TV Must Retool Now: Lessons Not Learned By U.S. Automakers In '70s

  • by , Featured Contributor, December 31, 2020
The following was previously published in an earlier edition of Media Insider.

The TV industry — its advertising business especially — must retool, and do it now, Here’s what I think it means to retool:

Reform core TV ad products. The TV industry needs to stop making the sale of gross rating points against sex/age by day and daypart as your core product. That does not solve marketers’ problems. That product is what commodity traders and intermediaries want, just as 1970s car dealers wanted to keep car buyers in the dark about vehicle economics to protect their margins, and cared way too little about selling and servicing better cars.

Marketers want TV advertising to help them grow their businesses. They want hearts and minds by the millions. They want sales. They want to reach specific audiences with specific message, and measurement that helps them understand how audiences received and reacted to those messages.



Reform core TV ad processes. Everything in the world of marketing and advertising is dynamic now. Recognize that fact and cater to it. Clients want to know how their ads are doing in real time. They want to get their campaigns up fast. They want to optimize them early and often. They want to get them down fast.

———

◆ Required work
Reproduce the passage of the TV advertising article between "Marketers want TV" and "to those messages.", inclusive.

———

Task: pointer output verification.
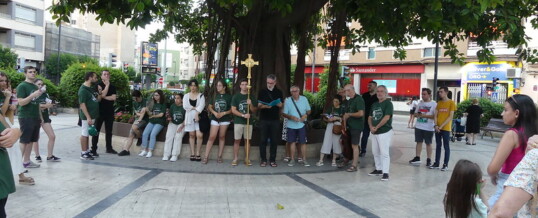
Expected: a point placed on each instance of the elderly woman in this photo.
(380, 122)
(194, 103)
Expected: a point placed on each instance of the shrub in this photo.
(490, 109)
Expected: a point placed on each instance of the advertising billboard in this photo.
(150, 54)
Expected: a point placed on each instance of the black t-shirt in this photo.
(368, 101)
(265, 95)
(106, 107)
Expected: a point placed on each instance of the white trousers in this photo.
(380, 150)
(173, 142)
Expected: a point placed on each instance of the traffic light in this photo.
(112, 60)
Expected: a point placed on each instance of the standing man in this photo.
(106, 113)
(443, 125)
(29, 114)
(369, 98)
(269, 119)
(424, 128)
(296, 109)
(240, 102)
(89, 99)
(354, 118)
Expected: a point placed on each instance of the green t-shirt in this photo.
(239, 101)
(177, 113)
(30, 110)
(137, 106)
(88, 96)
(157, 109)
(7, 183)
(222, 103)
(380, 110)
(355, 105)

———

◆ Correct output
Marketers want TV advertising to help them grow their businesses. They want hearts and minds by the millions. They want sales. They want to reach specific audiences with specific message, and measurement that helps them understand how audiences received and reacted to those messages.